● PAGE EXCERPT
────

Intel Sandy Bridge microarchitecture - 29 new CPUs with "visibly smarter performance"

By Abhinav Lal Published Date
03 - Jan - 2011
| Last Updated
03 - Jan - 2011
Intel Sandy Bridge microarchitecture - 29 new CPUs with “visibly...

Count ‘em – 29 new processors! Yes, Intel has brought in its second generation of Core processors with a big bang, exactly the sort of start that will make OEMs across the world rush to squeeze Intel’s latest greatest - Sandy Bridge - into their machines. Of course, AMD also has its Fusion APU offerings, so for now, the future marketplace still looks like a lively place. While yes, you can expect some serious computing performance improvements, Intel seems to be aiming at a completely different target with this generation, hoping to provide users with ‘eye candy’ – in other words, a distinctly better visual experience and “visibly smarter performance” with the new processors’ “built-in visual capabilities.”

What’s new?
Behind the stage, the Sandy Bridge microarchitecture is chief amongst their changes that make the second generation of Core family processors different from their predecessors (Nehalem and Westmere). Even if you haven’t been following the hype surrounding Sandy Bridge ever since the architecture was showcased at Computex in June, you probably know that it is based on 32nm fabrication process, and incorporates the memory controller and graphics on the same die as the processor itself (see below). All this translates to better power efficiency and performance, allows for dedicated media processing without chipset or discrete graphics, and enables the production of laptops/motherboards with lighter/thinner form factors.

────

● ENTRIES SHOWN

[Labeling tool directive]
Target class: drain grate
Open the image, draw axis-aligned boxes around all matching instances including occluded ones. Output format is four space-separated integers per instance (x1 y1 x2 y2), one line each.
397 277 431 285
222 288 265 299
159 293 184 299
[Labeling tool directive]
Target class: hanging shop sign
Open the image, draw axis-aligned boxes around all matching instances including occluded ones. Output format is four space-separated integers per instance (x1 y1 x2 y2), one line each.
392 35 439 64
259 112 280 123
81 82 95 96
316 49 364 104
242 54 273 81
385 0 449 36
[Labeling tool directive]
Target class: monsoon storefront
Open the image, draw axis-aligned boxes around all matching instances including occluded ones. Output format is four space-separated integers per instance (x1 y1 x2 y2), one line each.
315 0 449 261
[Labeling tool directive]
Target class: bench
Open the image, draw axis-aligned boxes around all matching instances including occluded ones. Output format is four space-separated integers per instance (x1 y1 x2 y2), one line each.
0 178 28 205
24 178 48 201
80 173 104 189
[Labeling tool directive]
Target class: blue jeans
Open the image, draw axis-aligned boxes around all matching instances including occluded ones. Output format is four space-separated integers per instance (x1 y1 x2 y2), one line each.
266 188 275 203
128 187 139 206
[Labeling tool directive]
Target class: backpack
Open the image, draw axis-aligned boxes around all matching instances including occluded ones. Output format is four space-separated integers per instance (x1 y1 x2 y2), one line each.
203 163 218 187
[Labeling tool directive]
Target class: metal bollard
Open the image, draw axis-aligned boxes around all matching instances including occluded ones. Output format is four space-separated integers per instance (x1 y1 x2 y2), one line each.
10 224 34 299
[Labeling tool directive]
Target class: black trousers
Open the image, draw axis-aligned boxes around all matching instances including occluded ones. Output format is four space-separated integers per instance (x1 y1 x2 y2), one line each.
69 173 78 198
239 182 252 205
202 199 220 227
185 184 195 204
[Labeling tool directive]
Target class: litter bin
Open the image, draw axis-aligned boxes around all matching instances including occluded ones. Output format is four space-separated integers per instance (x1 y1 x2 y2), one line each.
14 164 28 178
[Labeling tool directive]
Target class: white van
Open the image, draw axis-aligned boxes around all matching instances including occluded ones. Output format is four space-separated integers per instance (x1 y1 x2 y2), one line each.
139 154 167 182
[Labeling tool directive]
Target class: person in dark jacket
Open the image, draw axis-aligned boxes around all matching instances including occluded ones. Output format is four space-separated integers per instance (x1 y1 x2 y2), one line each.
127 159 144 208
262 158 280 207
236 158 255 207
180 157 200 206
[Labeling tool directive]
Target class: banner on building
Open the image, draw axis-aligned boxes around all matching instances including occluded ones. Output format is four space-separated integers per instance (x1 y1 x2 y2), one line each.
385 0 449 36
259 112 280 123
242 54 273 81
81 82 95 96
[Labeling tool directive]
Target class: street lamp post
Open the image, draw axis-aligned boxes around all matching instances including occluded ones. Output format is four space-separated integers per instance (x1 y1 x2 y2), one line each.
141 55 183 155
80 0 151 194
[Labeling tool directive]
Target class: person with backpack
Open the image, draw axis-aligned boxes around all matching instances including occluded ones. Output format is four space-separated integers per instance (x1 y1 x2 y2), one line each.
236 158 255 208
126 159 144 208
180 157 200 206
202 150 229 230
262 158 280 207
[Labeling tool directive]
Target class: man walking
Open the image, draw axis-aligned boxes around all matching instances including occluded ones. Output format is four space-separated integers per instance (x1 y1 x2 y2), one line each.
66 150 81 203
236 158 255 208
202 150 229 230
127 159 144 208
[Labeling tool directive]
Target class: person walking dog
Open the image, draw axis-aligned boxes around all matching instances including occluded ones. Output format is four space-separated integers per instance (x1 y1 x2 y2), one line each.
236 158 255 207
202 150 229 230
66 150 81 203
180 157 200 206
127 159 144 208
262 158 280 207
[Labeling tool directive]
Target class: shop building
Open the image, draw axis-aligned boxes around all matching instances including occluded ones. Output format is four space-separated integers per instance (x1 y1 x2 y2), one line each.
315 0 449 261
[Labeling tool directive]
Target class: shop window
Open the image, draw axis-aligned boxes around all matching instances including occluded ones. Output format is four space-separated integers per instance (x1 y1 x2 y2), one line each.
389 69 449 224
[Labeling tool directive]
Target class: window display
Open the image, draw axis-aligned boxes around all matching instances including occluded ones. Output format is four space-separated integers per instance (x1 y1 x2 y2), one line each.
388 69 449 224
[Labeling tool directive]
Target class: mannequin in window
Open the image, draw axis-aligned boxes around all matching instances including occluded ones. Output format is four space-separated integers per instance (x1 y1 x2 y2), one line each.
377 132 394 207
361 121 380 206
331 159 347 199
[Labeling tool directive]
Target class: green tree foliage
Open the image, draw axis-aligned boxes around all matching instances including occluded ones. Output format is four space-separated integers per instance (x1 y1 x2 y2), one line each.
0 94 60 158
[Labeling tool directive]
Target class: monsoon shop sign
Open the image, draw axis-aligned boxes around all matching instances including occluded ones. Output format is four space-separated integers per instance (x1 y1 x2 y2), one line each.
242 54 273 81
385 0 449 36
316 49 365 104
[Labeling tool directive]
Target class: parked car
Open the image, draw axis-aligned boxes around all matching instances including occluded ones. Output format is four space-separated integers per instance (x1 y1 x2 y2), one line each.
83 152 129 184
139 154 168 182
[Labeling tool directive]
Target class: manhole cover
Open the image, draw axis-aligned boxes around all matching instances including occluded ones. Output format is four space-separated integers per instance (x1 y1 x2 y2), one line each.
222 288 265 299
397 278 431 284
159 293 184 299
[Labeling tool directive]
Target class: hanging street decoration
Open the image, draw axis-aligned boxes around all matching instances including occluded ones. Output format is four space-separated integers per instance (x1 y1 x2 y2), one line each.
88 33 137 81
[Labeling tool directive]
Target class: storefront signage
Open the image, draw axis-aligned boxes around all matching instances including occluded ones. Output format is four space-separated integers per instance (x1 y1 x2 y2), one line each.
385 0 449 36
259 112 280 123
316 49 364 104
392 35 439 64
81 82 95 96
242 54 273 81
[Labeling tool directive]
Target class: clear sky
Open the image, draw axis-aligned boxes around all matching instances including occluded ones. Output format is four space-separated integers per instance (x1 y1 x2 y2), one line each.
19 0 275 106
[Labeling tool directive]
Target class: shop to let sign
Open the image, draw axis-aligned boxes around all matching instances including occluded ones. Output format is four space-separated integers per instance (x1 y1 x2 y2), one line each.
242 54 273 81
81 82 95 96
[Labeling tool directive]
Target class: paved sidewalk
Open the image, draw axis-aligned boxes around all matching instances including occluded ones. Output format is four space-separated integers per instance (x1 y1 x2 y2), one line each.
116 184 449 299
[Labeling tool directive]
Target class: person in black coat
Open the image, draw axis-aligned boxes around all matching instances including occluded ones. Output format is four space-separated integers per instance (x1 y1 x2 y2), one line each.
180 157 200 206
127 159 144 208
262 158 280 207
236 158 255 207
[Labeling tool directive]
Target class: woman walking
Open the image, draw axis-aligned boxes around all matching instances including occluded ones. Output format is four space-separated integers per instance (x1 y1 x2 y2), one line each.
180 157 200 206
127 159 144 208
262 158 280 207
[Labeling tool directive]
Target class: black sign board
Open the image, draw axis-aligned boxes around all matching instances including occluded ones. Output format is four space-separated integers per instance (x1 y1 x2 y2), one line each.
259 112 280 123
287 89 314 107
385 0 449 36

────

● JOB
According to the Sandy Bridge article, what fabrication process is the microarchitecture based on?

● ANSWER BELOW
A 32nm fabrication process.